• **Exercise aim**:
Only the lines from the line holding "Task: for the greenhouse-bench survey, tag the rear" to the last line should be output, each exactly as given.

Coordinate labeling data

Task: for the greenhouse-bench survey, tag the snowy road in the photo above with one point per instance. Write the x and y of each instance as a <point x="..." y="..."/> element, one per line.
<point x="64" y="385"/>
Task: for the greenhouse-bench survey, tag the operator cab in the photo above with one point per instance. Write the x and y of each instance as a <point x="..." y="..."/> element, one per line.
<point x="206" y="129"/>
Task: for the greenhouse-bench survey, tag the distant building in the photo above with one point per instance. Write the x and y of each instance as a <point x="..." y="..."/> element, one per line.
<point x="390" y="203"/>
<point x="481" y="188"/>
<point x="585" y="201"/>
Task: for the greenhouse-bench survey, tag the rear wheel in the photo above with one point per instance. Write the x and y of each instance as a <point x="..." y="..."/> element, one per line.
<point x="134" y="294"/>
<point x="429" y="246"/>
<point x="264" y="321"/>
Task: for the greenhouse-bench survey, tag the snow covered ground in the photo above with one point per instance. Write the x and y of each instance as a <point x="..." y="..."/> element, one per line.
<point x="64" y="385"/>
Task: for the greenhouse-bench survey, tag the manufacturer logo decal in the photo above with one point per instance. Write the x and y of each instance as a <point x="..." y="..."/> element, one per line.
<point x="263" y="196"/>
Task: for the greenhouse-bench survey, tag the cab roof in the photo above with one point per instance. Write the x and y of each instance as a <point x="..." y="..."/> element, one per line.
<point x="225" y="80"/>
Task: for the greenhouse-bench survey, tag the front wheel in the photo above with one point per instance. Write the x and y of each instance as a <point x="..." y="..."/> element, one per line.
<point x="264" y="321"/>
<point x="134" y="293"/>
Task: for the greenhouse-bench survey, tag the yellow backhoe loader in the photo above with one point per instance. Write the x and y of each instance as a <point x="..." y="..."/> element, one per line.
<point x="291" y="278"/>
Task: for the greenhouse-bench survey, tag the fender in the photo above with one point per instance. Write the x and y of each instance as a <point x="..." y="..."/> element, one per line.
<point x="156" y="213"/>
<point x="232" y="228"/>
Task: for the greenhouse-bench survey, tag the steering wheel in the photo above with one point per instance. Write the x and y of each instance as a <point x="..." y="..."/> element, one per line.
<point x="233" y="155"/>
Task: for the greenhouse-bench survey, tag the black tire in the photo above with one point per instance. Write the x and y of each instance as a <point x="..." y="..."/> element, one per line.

• **Task result**:
Task: for the greenhouse-bench survey, tag the rear wheel in the photo above with one point per instance. Write the x and y of each instance as a <point x="..." y="..."/> element, one per line.
<point x="134" y="294"/>
<point x="429" y="246"/>
<point x="264" y="321"/>
Task: for the greenhouse-bench survey, tag the snow covered ground in the photo above with one point per instance. Write the x and y of each instance as a <point x="..." y="..."/> element, one per line.
<point x="64" y="385"/>
Task: for the greenhouse-bench survey, tag the manufacturer logo decal in the photo above with one point per instance. Write the x and y of each instance as a <point x="..." y="..."/> element, one per line.
<point x="263" y="196"/>
Task: for the greenhouse-bench survey, tag the cab roof in the photo above with one point per instance. Write the x and y of each instance as a <point x="..." y="..."/> element, one per line.
<point x="225" y="80"/>
Task: for the greenhouse-bench survey, tag the front wheel in the photo above with one point per instance. Write the x and y of each instance as a <point x="..." y="..."/> element, one per line.
<point x="264" y="321"/>
<point x="134" y="293"/>
Task: for the greenhouse-bench survey, tag the yellow backhoe loader in the photo above with one point per instance. Write the x and y of each instance as a <point x="..." y="..."/> element, one per line.
<point x="291" y="278"/>
Task: for the greenhouse-bench survey, tag the fender in the photo above with one point per instance. Write the x and y of each instance as a <point x="..." y="..."/> element, one per line.
<point x="156" y="213"/>
<point x="232" y="228"/>
Task: for the greenhouse-bench survey, tag the steering wheel in the photo above with one point per instance. Write the x and y of each instance as a <point x="..." y="..."/> element, one per line.
<point x="233" y="155"/>
Task: for the greenhouse-bench survey, tag the black tire in the photo above with one point per instance. Write the x and y of each instance as a <point x="..." y="..."/> element, one per line.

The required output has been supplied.